>>
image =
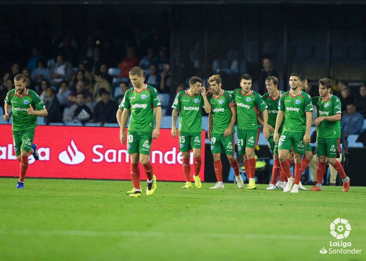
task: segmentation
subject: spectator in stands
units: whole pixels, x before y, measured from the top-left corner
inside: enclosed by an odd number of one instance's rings
[[[20,69],[20,67],[18,64],[15,63],[11,65],[11,77],[14,78],[14,76],[19,73]]]
[[[170,63],[170,59],[167,55],[167,50],[165,47],[160,47],[159,50],[159,56],[154,60],[154,63],[159,73],[161,73],[164,71],[164,64]]]
[[[119,105],[121,104],[124,97],[124,94],[128,88],[127,83],[124,82],[119,84],[119,88],[116,88],[115,90],[115,102],[117,105]]]
[[[170,66],[169,64],[164,64],[164,69],[161,73],[160,80],[160,88],[157,89],[158,91],[161,93],[169,93],[170,91],[170,86],[171,84],[171,79],[170,71]]]
[[[63,81],[60,83],[59,86],[59,92],[57,93],[56,97],[57,99],[60,103],[60,109],[61,113],[64,112],[65,108],[68,107],[68,102],[67,101],[67,97],[71,91],[68,90],[67,83]]]
[[[360,87],[360,95],[355,97],[356,109],[366,119],[366,86],[364,84]]]
[[[65,114],[63,121],[80,122],[83,124],[91,122],[93,121],[93,107],[85,103],[84,94],[82,92],[78,93],[76,97],[76,103]]]
[[[46,60],[46,57],[42,55],[39,53],[38,48],[34,46],[32,48],[32,57],[28,60],[28,63],[27,64],[27,67],[31,71],[36,69],[37,67],[38,61],[40,59]]]
[[[120,77],[128,77],[128,72],[132,67],[138,65],[139,58],[135,56],[135,49],[133,47],[127,48],[127,55],[118,64],[118,68],[121,69]]]
[[[110,84],[112,83],[112,77],[108,74],[108,67],[107,66],[106,64],[102,63],[100,65],[99,71],[102,76],[102,78],[107,80]]]
[[[359,134],[363,124],[363,117],[356,111],[354,104],[347,104],[347,113],[342,116],[341,120],[341,128],[346,138],[350,134]]]
[[[79,81],[82,81],[85,86],[85,89],[88,90],[90,88],[90,82],[85,77],[85,74],[82,70],[79,69],[72,76],[72,80],[69,84],[71,89],[74,89],[76,87],[76,84]]]
[[[72,65],[69,62],[65,61],[62,55],[57,56],[56,63],[51,68],[51,84],[58,86],[62,81],[68,82],[71,80],[74,71]]]
[[[76,49],[71,45],[71,38],[67,36],[64,37],[63,44],[57,50],[58,54],[61,54],[65,61],[70,62],[73,65],[76,65]]]
[[[98,102],[101,100],[101,97],[99,94],[99,91],[104,89],[110,94],[112,91],[111,84],[105,79],[102,77],[102,75],[100,72],[98,72],[94,75],[94,81],[95,83],[93,88],[93,97],[96,102]]]
[[[158,75],[156,65],[152,64],[150,67],[150,75],[147,75],[145,80],[145,83],[158,90],[160,88],[160,83],[161,78]]]
[[[342,114],[344,114],[347,112],[347,105],[351,103],[353,101],[353,99],[351,96],[350,88],[348,86],[344,85],[341,89],[340,95],[339,96],[341,101],[342,105],[341,110],[342,111]]]
[[[147,54],[142,57],[139,63],[139,67],[143,70],[145,71],[148,70],[150,67],[150,65],[152,64],[153,62],[154,49],[150,47],[147,49]]]
[[[89,58],[86,63],[86,67],[92,74],[94,74],[100,68],[102,64],[100,57],[100,49],[98,46],[94,47],[93,52],[93,56]]]
[[[98,122],[103,126],[106,122],[117,122],[116,114],[118,106],[111,99],[110,94],[104,88],[100,90],[101,101],[97,103],[93,113],[93,120],[94,122]]]
[[[46,89],[46,96],[42,100],[48,113],[45,119],[47,125],[51,122],[59,122],[61,121],[61,111],[60,110],[60,103],[55,95],[53,90],[50,87]]]
[[[46,61],[40,58],[37,63],[37,66],[32,71],[30,77],[34,81],[39,83],[44,79],[49,80],[49,69],[46,66]]]
[[[273,68],[273,65],[270,59],[268,57],[263,58],[263,69],[261,71],[259,76],[259,92],[261,95],[266,93],[267,89],[266,88],[266,79],[269,76],[275,76],[277,78],[279,78],[278,72]]]
[[[85,85],[82,81],[79,81],[76,84],[75,89],[71,91],[67,97],[69,107],[71,107],[75,104],[77,100],[76,95],[79,94],[82,94],[83,102],[86,102],[91,103],[93,102],[93,97],[89,91],[85,90]]]

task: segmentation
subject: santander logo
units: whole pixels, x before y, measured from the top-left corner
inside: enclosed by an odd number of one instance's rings
[[[74,140],[71,140],[71,146],[67,146],[67,150],[62,151],[59,155],[59,159],[63,163],[68,165],[79,164],[85,159],[85,155],[78,150]]]

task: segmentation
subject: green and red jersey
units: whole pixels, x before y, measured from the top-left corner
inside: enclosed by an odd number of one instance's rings
[[[201,93],[191,96],[187,91],[178,93],[172,108],[179,111],[179,128],[184,132],[202,131],[202,108],[205,102]]]
[[[16,131],[34,129],[38,122],[36,115],[28,114],[31,105],[34,110],[41,110],[46,107],[43,102],[34,91],[26,88],[26,93],[21,96],[15,89],[11,90],[5,97],[5,102],[11,106],[12,130]]]
[[[283,130],[290,132],[305,132],[306,130],[306,113],[313,111],[310,95],[302,91],[293,96],[290,91],[280,98],[279,109],[285,112],[285,124]]]
[[[251,90],[248,94],[244,95],[241,89],[234,90],[232,95],[236,103],[238,128],[243,130],[258,129],[257,114],[258,110],[262,111],[267,108],[261,96]]]
[[[145,84],[138,91],[134,87],[128,89],[119,109],[124,108],[131,111],[128,129],[131,131],[152,131],[154,127],[154,108],[161,105],[156,89]]]
[[[323,100],[320,96],[311,98],[313,104],[316,106],[318,117],[333,116],[337,113],[341,114],[341,102],[339,98],[333,94]],[[325,120],[317,126],[317,137],[320,138],[340,138],[340,121],[330,121]]]
[[[236,105],[234,97],[228,91],[223,90],[218,96],[212,94],[208,99],[213,116],[212,133],[223,133],[231,121],[231,108]],[[232,128],[232,132],[235,132],[235,128]]]

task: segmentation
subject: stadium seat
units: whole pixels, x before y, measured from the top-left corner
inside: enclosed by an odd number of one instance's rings
[[[363,144],[362,142],[356,142],[358,138],[358,135],[356,134],[351,134],[348,136],[347,141],[348,141],[348,147],[350,148],[359,148],[363,147]]]
[[[170,95],[167,93],[159,93],[158,95],[159,99],[160,100],[160,103],[161,103],[161,107],[166,108],[169,103]]]
[[[46,122],[45,122],[44,117],[37,117],[38,118],[38,125],[45,125]]]
[[[74,121],[65,121],[65,125],[67,126],[82,126],[81,122],[75,122]]]
[[[121,69],[119,68],[109,68],[108,69],[108,74],[112,76],[119,76],[121,73]]]
[[[118,123],[105,123],[103,127],[115,127],[119,128]]]
[[[100,124],[99,122],[87,122],[85,126],[87,127],[100,127]]]

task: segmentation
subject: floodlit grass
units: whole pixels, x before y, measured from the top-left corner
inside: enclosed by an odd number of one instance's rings
[[[26,179],[22,190],[17,180],[0,179],[1,260],[366,260],[365,187],[291,194],[158,181],[152,196],[143,182],[130,198],[130,182]],[[361,254],[319,253],[340,248],[329,246],[338,218]]]

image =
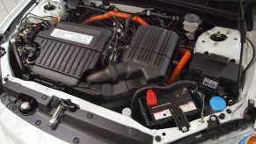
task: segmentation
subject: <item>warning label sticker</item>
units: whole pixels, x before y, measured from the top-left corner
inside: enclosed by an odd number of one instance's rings
[[[154,113],[154,117],[156,120],[171,117],[171,116],[172,116],[171,112],[168,109]]]
[[[194,104],[192,101],[187,103],[186,104],[179,105],[179,108],[183,111],[183,112],[196,110],[196,106],[194,105]]]
[[[82,34],[82,33],[62,30],[58,28],[55,28],[50,36],[74,41],[74,42],[78,42],[78,43],[85,44],[85,45],[90,45],[90,43],[91,42],[93,39],[93,36],[91,35]]]

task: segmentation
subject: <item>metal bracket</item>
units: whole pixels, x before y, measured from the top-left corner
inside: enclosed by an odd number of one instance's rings
[[[216,115],[211,115],[209,116],[209,119],[208,120],[207,131],[208,132],[215,128],[219,128],[221,132],[223,132],[223,128],[222,128],[218,117]]]
[[[4,47],[0,47],[0,58],[6,54],[6,51]]]
[[[172,104],[172,109],[171,109],[171,113],[178,128],[183,133],[188,132],[190,125],[186,115],[179,106],[175,104]]]

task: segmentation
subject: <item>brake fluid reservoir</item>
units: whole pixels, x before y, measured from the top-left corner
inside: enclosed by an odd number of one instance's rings
[[[216,54],[239,62],[240,33],[237,30],[214,27],[202,33],[197,40],[194,54]]]
[[[51,17],[58,18],[64,17],[66,6],[63,0],[42,0],[30,13],[27,15],[27,22],[38,24],[42,20],[52,21]]]

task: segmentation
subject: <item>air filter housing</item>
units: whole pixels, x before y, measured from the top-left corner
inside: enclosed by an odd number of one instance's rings
[[[40,32],[35,42],[40,54],[32,68],[34,75],[64,85],[76,85],[94,68],[111,32],[69,22]]]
<<
◆ Task description: Pick out each line in the records above that contains the string "item", and copy those lines in their original order.

◆ The response:
subject: <item>warning label sticker</item>
subject: <item>metal bracket</item>
subject: <item>brake fluid reservoir</item>
subject: <item>air filter housing</item>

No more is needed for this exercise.